> **ASSIGNMENT**
A line belongs in the answer if it contains "clicks"; copy every such line from the entries below.

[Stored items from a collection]
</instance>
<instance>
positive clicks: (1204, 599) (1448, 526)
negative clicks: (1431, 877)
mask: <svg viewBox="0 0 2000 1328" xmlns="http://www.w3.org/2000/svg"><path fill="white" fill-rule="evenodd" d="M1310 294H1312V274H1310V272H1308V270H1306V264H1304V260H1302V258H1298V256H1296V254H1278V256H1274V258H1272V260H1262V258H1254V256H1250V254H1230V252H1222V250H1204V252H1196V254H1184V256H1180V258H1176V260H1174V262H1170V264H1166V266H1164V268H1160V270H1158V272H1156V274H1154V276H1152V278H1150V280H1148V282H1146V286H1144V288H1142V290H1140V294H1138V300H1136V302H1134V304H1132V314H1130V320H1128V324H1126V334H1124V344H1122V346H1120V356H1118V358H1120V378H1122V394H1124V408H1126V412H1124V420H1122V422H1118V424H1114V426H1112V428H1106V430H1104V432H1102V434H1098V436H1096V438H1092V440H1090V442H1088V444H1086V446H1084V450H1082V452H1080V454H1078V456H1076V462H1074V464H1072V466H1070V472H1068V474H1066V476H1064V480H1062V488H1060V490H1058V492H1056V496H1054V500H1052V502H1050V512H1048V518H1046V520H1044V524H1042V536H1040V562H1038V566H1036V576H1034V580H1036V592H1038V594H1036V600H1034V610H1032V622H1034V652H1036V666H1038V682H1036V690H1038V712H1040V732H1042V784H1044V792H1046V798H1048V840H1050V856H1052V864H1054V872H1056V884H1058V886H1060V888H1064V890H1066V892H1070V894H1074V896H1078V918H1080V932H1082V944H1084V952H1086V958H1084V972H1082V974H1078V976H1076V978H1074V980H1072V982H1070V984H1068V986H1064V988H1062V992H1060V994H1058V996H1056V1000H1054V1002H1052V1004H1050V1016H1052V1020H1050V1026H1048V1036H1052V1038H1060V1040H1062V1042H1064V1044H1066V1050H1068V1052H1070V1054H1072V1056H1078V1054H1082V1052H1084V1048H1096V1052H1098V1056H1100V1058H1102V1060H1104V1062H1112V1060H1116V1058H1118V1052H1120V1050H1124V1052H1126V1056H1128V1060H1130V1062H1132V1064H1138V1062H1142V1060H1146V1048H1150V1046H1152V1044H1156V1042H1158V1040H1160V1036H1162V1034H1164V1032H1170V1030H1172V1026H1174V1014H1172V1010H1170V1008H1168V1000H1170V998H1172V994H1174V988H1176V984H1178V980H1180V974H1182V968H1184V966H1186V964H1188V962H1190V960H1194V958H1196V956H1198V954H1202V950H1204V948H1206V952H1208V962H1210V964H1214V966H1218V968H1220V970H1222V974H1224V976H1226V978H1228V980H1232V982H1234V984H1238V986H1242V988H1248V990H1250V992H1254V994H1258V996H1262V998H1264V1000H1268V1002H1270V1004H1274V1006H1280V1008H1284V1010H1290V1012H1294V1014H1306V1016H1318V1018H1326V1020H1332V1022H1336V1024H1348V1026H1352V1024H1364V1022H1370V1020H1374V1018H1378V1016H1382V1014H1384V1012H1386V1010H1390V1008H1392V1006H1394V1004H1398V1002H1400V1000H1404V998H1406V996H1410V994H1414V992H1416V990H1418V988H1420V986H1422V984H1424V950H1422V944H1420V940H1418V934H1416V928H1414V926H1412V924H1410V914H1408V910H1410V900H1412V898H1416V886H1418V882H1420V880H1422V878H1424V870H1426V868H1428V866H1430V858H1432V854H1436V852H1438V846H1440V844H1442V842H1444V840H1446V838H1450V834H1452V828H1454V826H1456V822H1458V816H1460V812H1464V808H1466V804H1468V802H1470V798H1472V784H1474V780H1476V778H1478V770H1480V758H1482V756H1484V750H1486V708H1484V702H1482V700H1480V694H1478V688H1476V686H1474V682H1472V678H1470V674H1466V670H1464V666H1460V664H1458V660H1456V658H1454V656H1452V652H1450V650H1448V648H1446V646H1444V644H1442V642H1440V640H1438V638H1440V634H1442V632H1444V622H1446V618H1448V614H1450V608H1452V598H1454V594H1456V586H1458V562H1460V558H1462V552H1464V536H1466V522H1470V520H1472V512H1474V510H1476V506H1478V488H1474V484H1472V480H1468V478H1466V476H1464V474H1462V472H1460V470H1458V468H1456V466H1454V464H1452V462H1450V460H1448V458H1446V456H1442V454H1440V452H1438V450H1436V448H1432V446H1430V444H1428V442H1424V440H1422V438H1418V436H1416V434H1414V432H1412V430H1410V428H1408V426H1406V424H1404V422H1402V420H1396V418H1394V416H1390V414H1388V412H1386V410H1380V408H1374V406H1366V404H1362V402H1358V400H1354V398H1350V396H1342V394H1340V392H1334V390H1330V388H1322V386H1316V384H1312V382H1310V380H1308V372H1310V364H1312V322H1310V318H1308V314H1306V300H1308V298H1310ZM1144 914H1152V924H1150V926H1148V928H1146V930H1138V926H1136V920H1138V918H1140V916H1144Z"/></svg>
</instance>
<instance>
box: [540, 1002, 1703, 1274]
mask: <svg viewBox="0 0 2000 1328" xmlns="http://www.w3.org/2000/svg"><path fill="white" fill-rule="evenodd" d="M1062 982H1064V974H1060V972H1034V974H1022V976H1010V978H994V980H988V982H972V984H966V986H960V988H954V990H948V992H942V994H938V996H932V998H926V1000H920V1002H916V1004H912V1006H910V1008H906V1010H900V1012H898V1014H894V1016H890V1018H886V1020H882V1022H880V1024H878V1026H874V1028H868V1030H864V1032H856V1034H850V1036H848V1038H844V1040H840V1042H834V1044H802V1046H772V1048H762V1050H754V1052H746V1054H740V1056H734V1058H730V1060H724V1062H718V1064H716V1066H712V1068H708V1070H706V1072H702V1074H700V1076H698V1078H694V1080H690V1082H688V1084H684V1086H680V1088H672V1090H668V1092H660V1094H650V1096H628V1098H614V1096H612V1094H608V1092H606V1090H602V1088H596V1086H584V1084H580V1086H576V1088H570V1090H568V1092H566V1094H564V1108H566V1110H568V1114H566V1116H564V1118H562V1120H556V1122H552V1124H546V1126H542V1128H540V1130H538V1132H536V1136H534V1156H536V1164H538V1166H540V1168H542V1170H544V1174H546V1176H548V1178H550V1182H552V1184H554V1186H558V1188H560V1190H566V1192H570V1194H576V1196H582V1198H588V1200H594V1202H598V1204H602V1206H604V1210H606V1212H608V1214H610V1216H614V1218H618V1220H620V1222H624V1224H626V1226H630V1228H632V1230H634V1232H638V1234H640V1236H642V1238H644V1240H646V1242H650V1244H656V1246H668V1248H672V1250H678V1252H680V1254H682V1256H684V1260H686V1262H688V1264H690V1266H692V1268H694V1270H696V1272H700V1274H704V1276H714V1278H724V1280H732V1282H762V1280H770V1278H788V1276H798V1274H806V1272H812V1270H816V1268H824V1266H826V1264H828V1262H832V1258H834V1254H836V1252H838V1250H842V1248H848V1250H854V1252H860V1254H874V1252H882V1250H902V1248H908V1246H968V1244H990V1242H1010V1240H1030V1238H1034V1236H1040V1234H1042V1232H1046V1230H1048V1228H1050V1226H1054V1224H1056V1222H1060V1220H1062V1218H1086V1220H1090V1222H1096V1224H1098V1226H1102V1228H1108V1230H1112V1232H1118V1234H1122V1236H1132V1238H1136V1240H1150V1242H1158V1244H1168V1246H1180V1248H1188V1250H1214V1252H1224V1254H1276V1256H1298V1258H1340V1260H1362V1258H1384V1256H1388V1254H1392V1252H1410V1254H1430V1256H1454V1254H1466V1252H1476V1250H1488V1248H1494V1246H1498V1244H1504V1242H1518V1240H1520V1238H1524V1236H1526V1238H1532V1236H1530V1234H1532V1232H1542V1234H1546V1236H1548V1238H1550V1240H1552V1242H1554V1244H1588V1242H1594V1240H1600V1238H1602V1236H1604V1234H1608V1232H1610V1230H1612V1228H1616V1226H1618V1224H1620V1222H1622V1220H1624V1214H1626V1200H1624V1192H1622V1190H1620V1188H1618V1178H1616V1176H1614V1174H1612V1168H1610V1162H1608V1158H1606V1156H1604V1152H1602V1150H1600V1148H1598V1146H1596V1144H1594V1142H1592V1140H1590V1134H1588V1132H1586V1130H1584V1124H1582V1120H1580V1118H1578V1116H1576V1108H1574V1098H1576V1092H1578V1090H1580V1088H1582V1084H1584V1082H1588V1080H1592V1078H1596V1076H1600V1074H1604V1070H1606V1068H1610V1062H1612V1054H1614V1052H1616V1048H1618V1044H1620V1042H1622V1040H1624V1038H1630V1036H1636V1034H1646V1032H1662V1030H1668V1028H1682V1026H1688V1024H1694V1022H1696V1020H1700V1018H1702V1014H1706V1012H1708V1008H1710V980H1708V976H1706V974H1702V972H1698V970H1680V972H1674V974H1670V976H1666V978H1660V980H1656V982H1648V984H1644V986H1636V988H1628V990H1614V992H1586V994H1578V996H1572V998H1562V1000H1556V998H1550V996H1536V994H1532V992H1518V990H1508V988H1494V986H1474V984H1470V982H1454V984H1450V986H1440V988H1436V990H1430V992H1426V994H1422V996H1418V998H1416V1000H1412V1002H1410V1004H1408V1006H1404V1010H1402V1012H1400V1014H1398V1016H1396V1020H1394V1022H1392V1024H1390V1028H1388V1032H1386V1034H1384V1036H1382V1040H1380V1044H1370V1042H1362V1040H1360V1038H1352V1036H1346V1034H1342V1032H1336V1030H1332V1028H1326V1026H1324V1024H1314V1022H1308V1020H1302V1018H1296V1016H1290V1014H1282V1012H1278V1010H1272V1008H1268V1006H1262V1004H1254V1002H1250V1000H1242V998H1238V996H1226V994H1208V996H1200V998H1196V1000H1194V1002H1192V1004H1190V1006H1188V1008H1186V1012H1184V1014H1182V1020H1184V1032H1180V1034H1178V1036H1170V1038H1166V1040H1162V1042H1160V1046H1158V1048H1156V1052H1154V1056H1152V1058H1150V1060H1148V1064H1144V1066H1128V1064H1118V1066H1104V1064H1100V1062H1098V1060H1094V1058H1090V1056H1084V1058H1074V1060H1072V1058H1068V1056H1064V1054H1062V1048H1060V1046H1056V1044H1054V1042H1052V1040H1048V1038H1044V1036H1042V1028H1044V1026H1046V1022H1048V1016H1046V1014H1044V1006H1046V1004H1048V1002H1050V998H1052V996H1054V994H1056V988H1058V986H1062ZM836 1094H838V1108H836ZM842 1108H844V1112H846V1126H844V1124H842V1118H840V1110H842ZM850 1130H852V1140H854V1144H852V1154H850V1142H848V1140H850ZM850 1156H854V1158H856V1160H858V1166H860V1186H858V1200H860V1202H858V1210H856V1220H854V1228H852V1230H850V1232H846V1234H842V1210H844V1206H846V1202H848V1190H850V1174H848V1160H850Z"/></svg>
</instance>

> **RESULT OF THIS EXERCISE**
positive clicks: (1204, 599) (1448, 526)
negative clicks: (1431, 877)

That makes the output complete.